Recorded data
══════════════════════════════
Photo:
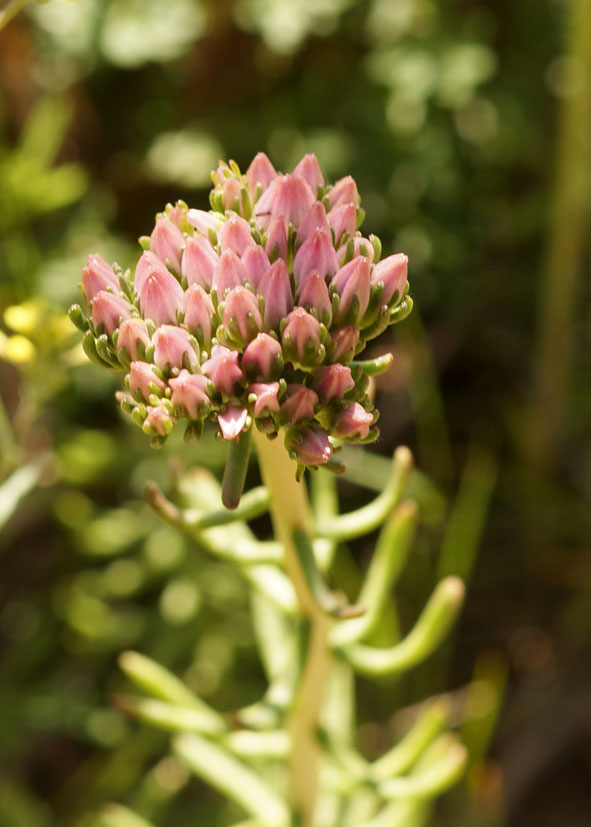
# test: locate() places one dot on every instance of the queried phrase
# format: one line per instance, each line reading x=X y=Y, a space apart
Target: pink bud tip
x=98 y=275
x=260 y=357
x=316 y=253
x=172 y=347
x=222 y=368
x=353 y=421
x=167 y=243
x=310 y=446
x=266 y=397
x=109 y=310
x=232 y=422
x=235 y=235
x=309 y=169
x=189 y=391
x=299 y=404
x=199 y=261
x=393 y=273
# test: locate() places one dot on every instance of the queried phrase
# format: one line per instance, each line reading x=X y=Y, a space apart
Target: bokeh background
x=467 y=126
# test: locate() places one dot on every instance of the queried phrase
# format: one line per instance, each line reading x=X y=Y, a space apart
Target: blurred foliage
x=447 y=115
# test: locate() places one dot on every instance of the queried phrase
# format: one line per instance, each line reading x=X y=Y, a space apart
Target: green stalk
x=290 y=513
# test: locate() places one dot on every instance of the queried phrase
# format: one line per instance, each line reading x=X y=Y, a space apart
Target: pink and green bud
x=167 y=243
x=331 y=382
x=189 y=392
x=262 y=359
x=275 y=288
x=161 y=296
x=315 y=219
x=255 y=263
x=98 y=275
x=344 y=343
x=299 y=404
x=353 y=421
x=232 y=421
x=266 y=401
x=309 y=446
x=108 y=311
x=343 y=192
x=301 y=338
x=287 y=195
x=259 y=174
x=235 y=235
x=222 y=368
x=229 y=273
x=204 y=221
x=313 y=295
x=316 y=253
x=158 y=420
x=352 y=284
x=241 y=317
x=276 y=246
x=199 y=312
x=133 y=339
x=309 y=169
x=174 y=347
x=144 y=382
x=199 y=261
x=392 y=272
x=343 y=220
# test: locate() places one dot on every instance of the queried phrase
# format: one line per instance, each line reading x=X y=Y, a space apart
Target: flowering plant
x=253 y=314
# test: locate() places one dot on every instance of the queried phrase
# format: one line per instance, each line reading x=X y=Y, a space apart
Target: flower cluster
x=251 y=312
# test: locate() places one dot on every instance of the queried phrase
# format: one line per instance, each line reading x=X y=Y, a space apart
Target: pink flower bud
x=343 y=192
x=393 y=273
x=232 y=422
x=343 y=219
x=302 y=333
x=173 y=348
x=276 y=246
x=108 y=310
x=299 y=403
x=199 y=312
x=352 y=421
x=204 y=221
x=315 y=219
x=333 y=382
x=242 y=318
x=167 y=243
x=235 y=235
x=313 y=295
x=266 y=397
x=309 y=446
x=275 y=288
x=160 y=295
x=352 y=285
x=344 y=342
x=261 y=171
x=199 y=261
x=159 y=420
x=255 y=263
x=97 y=276
x=262 y=358
x=309 y=169
x=142 y=379
x=189 y=391
x=287 y=195
x=134 y=337
x=229 y=273
x=222 y=368
x=316 y=253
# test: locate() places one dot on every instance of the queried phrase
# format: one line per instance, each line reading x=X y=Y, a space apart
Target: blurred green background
x=467 y=126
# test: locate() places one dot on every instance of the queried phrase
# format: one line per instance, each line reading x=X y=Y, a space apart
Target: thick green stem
x=290 y=513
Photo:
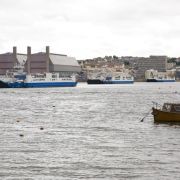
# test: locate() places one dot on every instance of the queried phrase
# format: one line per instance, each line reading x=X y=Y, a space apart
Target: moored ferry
x=38 y=80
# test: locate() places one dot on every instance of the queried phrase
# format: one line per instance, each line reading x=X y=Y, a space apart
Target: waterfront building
x=158 y=63
x=51 y=62
x=11 y=59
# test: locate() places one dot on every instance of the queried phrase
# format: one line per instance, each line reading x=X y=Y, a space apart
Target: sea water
x=88 y=132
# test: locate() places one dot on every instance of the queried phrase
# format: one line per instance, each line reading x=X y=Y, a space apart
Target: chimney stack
x=15 y=51
x=28 y=59
x=47 y=60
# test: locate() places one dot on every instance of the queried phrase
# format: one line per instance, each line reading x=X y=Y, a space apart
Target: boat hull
x=165 y=117
x=160 y=80
x=94 y=81
x=97 y=81
x=50 y=84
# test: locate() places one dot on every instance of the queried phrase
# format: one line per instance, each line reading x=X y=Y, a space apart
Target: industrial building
x=39 y=62
x=9 y=60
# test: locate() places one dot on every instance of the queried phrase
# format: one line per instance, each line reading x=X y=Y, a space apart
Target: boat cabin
x=170 y=107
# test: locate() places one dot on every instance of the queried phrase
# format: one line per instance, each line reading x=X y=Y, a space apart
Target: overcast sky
x=91 y=28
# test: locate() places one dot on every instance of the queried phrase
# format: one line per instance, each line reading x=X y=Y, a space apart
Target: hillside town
x=137 y=66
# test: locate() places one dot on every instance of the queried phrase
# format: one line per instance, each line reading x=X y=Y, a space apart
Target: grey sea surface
x=88 y=132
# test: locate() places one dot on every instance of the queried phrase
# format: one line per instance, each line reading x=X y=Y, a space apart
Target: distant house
x=9 y=60
x=50 y=62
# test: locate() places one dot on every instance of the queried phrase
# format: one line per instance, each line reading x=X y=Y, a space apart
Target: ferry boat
x=155 y=76
x=111 y=78
x=38 y=80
══════════════════════════════
** Exercise goal **
Give the entries above again exactly, minus their pictures.

** Exercise solution **
Photo:
# test: locate() places one dot on every instance of the queried phrase
# format: one line per instance, each line reading x=X y=Y, a space apart
Target: pink bud tip
x=98 y=275
x=260 y=357
x=316 y=253
x=172 y=347
x=222 y=368
x=353 y=421
x=167 y=243
x=310 y=446
x=266 y=397
x=109 y=310
x=232 y=422
x=235 y=235
x=309 y=169
x=189 y=391
x=299 y=404
x=199 y=261
x=393 y=273
# test: locate() places one dot on every instance of the queried phrase
# format: one line per instance, each line reading x=X y=Y, a space apart
Target: bokeh background
x=467 y=126
# test: locate() places one dot on every instance of the queried phrase
# format: one line per instance, each line reading x=X y=Y, a space apart
Target: blurred foliage
x=447 y=115
# test: locate() places one dot on every instance of the queried phrase
# format: one line per instance, each line reading x=X y=Y, a space apart
Target: green stalk
x=290 y=513
# test: locate() places one dot on every instance of the queried phrase
# format: one line per instance, each line reading x=X y=Y, a space apart
Target: pink and green bud
x=167 y=243
x=331 y=382
x=189 y=392
x=262 y=359
x=275 y=288
x=161 y=296
x=315 y=219
x=255 y=263
x=98 y=275
x=344 y=343
x=299 y=404
x=353 y=421
x=232 y=421
x=266 y=401
x=309 y=446
x=108 y=311
x=343 y=192
x=301 y=338
x=287 y=195
x=259 y=174
x=235 y=235
x=222 y=368
x=229 y=273
x=204 y=221
x=313 y=295
x=316 y=253
x=158 y=420
x=352 y=284
x=241 y=317
x=276 y=246
x=199 y=312
x=133 y=339
x=309 y=169
x=174 y=347
x=144 y=382
x=199 y=261
x=392 y=272
x=343 y=220
# test: locate() places one dot on every instance of the queried phrase
# format: one line per instance, each line reading x=X y=Y, a space apart
Target: flowering plant
x=253 y=314
# test: locate() places one dot on every instance of the queried phrase
# format: one line per instance, each line reading x=X y=Y, a space apart
Target: flower cluster
x=251 y=312
# test: locate() places one dot on every instance of the queried phrase
# format: one line per instance, each line reading x=X y=Y, a space apart
Target: pink flower bud
x=343 y=192
x=393 y=273
x=232 y=422
x=343 y=219
x=302 y=333
x=173 y=348
x=276 y=246
x=108 y=310
x=299 y=403
x=199 y=312
x=352 y=421
x=204 y=221
x=315 y=219
x=333 y=382
x=242 y=318
x=167 y=243
x=235 y=235
x=313 y=295
x=266 y=397
x=309 y=446
x=275 y=288
x=160 y=295
x=352 y=285
x=344 y=342
x=261 y=171
x=199 y=261
x=159 y=420
x=255 y=263
x=97 y=276
x=262 y=358
x=309 y=169
x=142 y=379
x=189 y=391
x=287 y=195
x=134 y=337
x=229 y=273
x=222 y=368
x=316 y=253
# test: locate() places one dot on every instance of the queried phrase
# format: one line per instance, each line reading x=X y=Y, a space apart
Target: blurred green background
x=467 y=126
# test: locate() places one dot on every instance of the queried phrase
# format: one line per instance, each line reading x=X y=Y, a space apart
Target: thick green stem
x=290 y=513
Photo:
# test: locate() places one dot on every instance of the queried phrase
# format: one line per instance, each line reading x=X y=Y, a space apart
Target: moored ferry
x=38 y=80
# test: locate() places one dot on every instance of the queried phrase
# format: one line per instance, each line reading x=X y=Y, a space apart
Target: waterfront building
x=158 y=63
x=51 y=62
x=11 y=59
# test: locate() places one dot on every instance of the queried phrase
# format: one line per instance, each line reading x=X y=Y, a space apart
Target: sea water
x=88 y=132
# test: locate() places one dot on every instance of the queried phrase
# format: one line per instance, each line reading x=X y=Y, a space apart
Target: chimney stack
x=15 y=51
x=28 y=59
x=47 y=60
# test: locate() places one dot on every instance of the queried phrase
# format: one line per instance, each line reading x=X y=Y, a space apart
Target: boat hull
x=165 y=117
x=160 y=80
x=94 y=81
x=97 y=81
x=50 y=84
# test: locate() places one dot on every instance of the queried phrase
# format: one line per instance, each line reading x=X y=Y, a space apart
Target: industrial building
x=39 y=62
x=9 y=60
# test: locate() places one dot on every instance of the queried phrase
# format: one line per instance, each line reading x=X y=Y, a space apart
Target: boat cabin
x=170 y=107
# test: locate() places one dot on every instance of the queried phrase
# format: one line per instance, each line reading x=X y=Y, a space apart
Target: overcast sky
x=91 y=28
# test: locate() places one dot on every instance of the queried phrase
# format: one line per instance, each line reading x=X y=Y, a space apart
Target: hillside town
x=137 y=66
# test: locate() places one dot on every instance of the queried phrase
# format: one line per instance, each line reading x=X y=Y, a space apart
Target: grey sea surface
x=88 y=132
# test: locate() places one dot on every instance of the queried phrase
# format: one line per instance, each line reading x=X y=Y, a space apart
Target: distant house
x=9 y=60
x=50 y=62
# test: locate() places one dot on every instance of the queried phrase
# format: one line per instance, each line reading x=X y=Y, a space apart
Target: ferry boat
x=155 y=76
x=111 y=78
x=38 y=80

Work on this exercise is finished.